CONSIGNE
Poursuivez, s'il vous plaît, l'extrait de décision de justice sur le litige fiscal de la SASU Média Plis, en reprenant juste après sa dernière phrase.

BLOC DE TEXTE
----
Par un jugement n° 1604573, 1604628 du 26 juin 2018, le tribunal administratif de Strasbourg a partiellement fait droit à cette demande et a rejeté le surplus des conclusions de la demande.
Le tribunal administratif de Strasbourg a été saisi d'une demande de M. et Mme B... tendant à la décharge, en droits et pénalités, des cotisations supplémentaires d'impôt sur le revenu et de contributions sociales auxquelles ceux-ci ont été assujettis au titre des années 2010 et 2011 ainsi que de la contribution exceptionnelle sur les hauts revenus mise à leur charge au titre de l'année 2011.
Par un jugement n° 1604573, 1604628 du 26 juin 2018, le tribunal administratif de Strasbourg a partiellement fait droit à cette demande et a rejeté le surplus des conclusions de la demande.
Procédures devant la cour :
I.) Par une requête et un mémoire complémentaire, enregistrés le 27 août 2018 et le 6 août 2019, sous le n° 18NC02346, la SASU Média Plis, représentée par Me A..., demande à la cour :
1°) d'annuler le jugement du 26 juin 2018 du tribunal administratif de Strasbourg en tant qu'il n'a pas prononcé la décharge, en droits et pénalités, des cotisations supplémentaires d'impôt sur les sociétés auxquelles elle a été assujettie au titre des années 2010 et 2011, résultant de la réintégration dans son revenu imposable de la fraction des salaires versés à Mme B..., considérés comme excessifs par l'administration ;
2°) de prononcer la décharge de ces impositions et des pénalités correspondantes ;
3°) de mettre à la charge de l'Etat les dépens et une somme de 1 500 euros au titre de l'article L. 761-1 du code de justice administrative.
----
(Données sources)

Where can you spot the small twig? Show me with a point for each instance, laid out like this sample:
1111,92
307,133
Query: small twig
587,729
----
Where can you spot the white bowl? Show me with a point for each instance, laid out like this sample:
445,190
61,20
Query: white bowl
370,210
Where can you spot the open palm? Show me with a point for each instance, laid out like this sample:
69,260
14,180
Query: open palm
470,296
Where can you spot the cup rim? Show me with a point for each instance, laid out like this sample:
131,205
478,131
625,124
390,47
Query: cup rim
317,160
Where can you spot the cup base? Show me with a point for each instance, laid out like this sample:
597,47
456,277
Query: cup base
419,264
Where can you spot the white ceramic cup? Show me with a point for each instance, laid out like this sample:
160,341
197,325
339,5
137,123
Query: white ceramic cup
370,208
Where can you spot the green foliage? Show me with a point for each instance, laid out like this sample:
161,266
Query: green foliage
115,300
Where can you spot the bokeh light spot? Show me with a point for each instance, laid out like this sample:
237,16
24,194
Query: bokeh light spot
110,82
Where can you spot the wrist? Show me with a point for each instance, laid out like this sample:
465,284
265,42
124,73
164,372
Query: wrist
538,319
----
RÉSULTAT
Elle soutient que :
- les éléments de fait relevés par le vérificateur ne traduisent que partiellement la réalité de l'étendue des tâches effectuées par Mme B... ;
- c'est à tort que l'administration et le tribunal affirment que la qualification de Mme B... ne lui permettait pas d'exercer des fonctions de responsable administratif et financier sans qu'ils n'aient procédé à la comparaison de sa rémunération avec celle des salariés exerçant des fonctions similaires dans des entreprises comparables ; le jugement attaqué ne définit pas les fonctions normales d'un responsable administratif et financier ;
- les interventions du cabinet KPMG ne sont que des interventions courantes qui permettaient à Mme B... d'assurer sa mission de révision des comptes et de vérifier la pertinence des déclarations de taxe sur la valeur ajoutée ;
- elle se prévaut des énonciations formulées dans l'instruction BOI-BIC-CHG-40-10 n° 130 et 140 du 12 septembre 2012 ;
- la proposition de rectification ne satisfait pas à l'obligation de motivation prévue à l'article L. 57 du livre des procédures fiscales ; cette insuffisante motivation de la proposition de rectification constitue une erreur substantielle au sens de l'article L. 80 CA du livre des procédures fiscales ;
- il ne saurait y avoir de divergence entre le juge fiscal et le juge judiciaire qui, par un jugement du tribunal de grande instance de Strasbourg du 21 janvier 2016, a prononcé la relaxe de Mme B... pour les faits de complicité d'abus de biens de la société Média Plis, au rang desquels figuraient ses rémunérations ;
- la pénalité pour manquement délibéré n'est pas justifiée dès lors que le tribunal administratif ne fournit pas la preuve que la société Média Plis avait conscience de commettre une infraction fiscale en déduisant de ses charges la rémunération de Mme B... ; elle se prévaut à ce titre de la doctrine BOI-CF-INF-10-20-20 n° 40 du 12 septembre 2012.
Par un mémoire en défense, enregistré le 1er avril 2019, le ministre de l'action et des comptes publics conclut au rejet de la requête.
Il soutient que les moyens soulevés par la SASU Média Plis ne sont pas fondés.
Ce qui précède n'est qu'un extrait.